> Instruction:
Your task is to return the span of lines beginning at the one with "like [276, 117]." and ending at the last line of the data, exactly as it stands.

> Records for the task:
==================================================
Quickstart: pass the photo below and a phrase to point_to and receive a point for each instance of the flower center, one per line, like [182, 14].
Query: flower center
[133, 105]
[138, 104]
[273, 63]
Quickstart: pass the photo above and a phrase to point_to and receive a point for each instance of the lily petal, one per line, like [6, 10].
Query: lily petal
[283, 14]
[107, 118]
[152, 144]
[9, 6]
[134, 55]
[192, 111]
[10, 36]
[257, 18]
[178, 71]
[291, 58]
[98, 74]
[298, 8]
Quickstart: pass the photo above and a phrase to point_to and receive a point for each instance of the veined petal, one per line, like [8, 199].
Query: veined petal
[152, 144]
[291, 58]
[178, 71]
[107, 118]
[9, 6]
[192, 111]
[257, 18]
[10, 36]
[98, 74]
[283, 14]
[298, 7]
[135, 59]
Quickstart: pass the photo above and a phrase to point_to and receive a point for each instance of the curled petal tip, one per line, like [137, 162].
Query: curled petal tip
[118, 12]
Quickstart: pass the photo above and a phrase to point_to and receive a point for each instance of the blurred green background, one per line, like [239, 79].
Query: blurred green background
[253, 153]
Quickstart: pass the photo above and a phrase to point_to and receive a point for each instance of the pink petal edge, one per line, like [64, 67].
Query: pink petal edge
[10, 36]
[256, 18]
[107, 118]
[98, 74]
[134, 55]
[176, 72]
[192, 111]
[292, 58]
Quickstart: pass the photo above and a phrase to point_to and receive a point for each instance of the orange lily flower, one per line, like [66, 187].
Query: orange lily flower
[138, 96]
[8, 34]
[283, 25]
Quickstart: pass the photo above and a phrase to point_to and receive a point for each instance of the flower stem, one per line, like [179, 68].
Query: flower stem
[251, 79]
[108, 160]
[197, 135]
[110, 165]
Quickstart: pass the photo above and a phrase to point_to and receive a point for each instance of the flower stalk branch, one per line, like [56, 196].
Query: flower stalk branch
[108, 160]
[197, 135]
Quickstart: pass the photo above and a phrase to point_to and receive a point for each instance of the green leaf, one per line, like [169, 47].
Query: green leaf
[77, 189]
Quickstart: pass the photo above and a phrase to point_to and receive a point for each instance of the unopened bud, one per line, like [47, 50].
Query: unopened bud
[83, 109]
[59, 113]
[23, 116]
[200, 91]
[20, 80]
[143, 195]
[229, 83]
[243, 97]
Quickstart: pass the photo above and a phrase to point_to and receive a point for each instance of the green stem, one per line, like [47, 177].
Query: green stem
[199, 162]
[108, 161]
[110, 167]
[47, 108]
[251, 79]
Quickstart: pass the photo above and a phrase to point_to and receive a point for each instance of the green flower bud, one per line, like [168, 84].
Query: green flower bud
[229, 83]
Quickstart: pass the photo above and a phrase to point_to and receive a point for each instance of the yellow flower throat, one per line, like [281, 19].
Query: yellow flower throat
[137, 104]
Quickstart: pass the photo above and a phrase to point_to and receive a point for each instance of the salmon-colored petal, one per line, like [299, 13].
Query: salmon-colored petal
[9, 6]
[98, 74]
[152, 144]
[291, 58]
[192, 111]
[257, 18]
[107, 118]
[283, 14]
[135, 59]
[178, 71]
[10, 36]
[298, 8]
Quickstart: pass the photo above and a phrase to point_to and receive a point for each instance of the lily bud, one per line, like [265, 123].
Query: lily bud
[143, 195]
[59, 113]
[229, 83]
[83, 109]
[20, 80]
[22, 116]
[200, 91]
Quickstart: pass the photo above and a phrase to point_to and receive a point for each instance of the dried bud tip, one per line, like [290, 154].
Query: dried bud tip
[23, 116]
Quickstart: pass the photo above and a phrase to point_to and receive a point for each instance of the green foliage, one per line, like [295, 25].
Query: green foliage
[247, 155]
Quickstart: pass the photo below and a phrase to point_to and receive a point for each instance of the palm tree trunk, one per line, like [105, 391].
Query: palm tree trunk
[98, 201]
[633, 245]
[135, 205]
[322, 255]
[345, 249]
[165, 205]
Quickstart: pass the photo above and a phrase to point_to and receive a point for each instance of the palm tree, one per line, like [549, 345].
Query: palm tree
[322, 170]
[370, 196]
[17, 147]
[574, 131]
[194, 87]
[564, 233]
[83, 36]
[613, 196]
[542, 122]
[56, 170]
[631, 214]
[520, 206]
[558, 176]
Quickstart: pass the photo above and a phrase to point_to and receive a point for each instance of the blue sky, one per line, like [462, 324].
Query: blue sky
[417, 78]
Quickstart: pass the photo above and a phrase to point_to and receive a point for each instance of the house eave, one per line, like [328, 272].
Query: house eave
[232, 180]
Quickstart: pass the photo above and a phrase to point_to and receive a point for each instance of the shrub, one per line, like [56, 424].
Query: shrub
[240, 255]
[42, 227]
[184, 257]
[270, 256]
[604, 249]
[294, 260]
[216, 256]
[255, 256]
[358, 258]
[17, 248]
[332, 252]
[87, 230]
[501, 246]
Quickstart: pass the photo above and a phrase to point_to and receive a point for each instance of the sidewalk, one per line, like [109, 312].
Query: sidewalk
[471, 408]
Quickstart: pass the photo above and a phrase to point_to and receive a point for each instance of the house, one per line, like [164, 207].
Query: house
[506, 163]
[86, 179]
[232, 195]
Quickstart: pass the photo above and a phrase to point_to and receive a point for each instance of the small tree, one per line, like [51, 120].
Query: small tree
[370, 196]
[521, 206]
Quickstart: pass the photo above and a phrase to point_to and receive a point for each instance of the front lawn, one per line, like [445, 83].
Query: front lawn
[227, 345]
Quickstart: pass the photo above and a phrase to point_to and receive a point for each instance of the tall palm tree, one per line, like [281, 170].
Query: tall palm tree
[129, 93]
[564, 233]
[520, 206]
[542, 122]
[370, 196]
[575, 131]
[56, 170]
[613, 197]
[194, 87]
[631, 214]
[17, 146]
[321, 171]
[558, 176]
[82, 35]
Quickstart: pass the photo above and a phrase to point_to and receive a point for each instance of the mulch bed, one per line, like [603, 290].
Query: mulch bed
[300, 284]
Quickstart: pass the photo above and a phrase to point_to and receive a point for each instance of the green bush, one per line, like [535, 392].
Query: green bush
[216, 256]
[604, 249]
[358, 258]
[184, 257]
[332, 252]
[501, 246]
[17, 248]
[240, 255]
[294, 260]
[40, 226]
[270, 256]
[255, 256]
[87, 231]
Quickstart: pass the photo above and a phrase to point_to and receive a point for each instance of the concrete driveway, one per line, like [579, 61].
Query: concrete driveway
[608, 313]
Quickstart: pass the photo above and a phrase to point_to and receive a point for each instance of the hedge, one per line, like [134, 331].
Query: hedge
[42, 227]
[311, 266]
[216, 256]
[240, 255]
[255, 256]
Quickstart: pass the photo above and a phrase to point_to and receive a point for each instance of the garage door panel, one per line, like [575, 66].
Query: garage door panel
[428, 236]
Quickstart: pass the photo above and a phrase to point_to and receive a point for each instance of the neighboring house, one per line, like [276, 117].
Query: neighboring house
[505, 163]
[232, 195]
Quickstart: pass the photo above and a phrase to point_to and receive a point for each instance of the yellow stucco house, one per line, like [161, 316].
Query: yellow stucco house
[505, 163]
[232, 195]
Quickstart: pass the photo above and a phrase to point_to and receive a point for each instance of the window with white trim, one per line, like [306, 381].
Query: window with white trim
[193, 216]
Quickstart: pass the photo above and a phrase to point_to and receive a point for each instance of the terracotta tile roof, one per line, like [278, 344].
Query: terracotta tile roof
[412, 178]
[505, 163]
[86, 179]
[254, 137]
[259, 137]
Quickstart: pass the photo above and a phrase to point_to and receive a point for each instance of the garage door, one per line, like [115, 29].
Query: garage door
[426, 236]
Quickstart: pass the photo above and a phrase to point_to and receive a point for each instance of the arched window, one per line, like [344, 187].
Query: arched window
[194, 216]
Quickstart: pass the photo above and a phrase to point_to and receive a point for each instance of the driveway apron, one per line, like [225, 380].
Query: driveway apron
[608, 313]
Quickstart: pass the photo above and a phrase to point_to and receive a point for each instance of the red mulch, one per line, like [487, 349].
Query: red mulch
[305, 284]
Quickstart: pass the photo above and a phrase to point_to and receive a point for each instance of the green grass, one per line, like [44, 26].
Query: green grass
==================================================
> Problem solution:
Quickstart: pass the photo above and a phrase to point_to and receive a point for each instance of the neighboring house, one per line, like [276, 117].
Query: neighboring house
[505, 163]
[232, 195]
Quickstart: pass the photo above and a phrase to point_to and receive a point for each instance of the yellow stucco house, one per line, like [161, 316].
Query: yellow stucco house
[505, 163]
[232, 195]
Quickstart: pass the photo above and a phrase to point_to and receive a point for each instance of the window with white trim, one per line, like [306, 381].
Query: window with white trim
[193, 216]
Quickstart: pass the photo above and a phrase to point_to and receive a point for each instance of the terracotta tile roof, one per line, like [278, 344].
Query: terracotta tile roof
[412, 178]
[505, 163]
[86, 179]
[254, 137]
[259, 137]
Quickstart: pass the photo above and a phrase to point_to and receive a point for each instance of the garage door, one per line, like [115, 29].
Query: garage door
[426, 236]
Quickstart: pass the photo above and a phrase to point_to and receive a point for each instance of the arched window, one per line, like [344, 187].
Query: arched window
[194, 216]
Quickstart: pass the photo above and a phrase to point_to and receive a point for each instance of the driveway apron, one per line, like [225, 380].
Query: driveway apron
[608, 313]
Quickstart: pass the photo above and a phrase to point_to and receive a point for each instance of the red mulch, one per line, like [487, 349].
Query: red mulch
[305, 284]
Quickstart: pass the photo above and a phrase to point_to and receive a point for each instance of the green grass, one per line, like [44, 26].
Query: green grass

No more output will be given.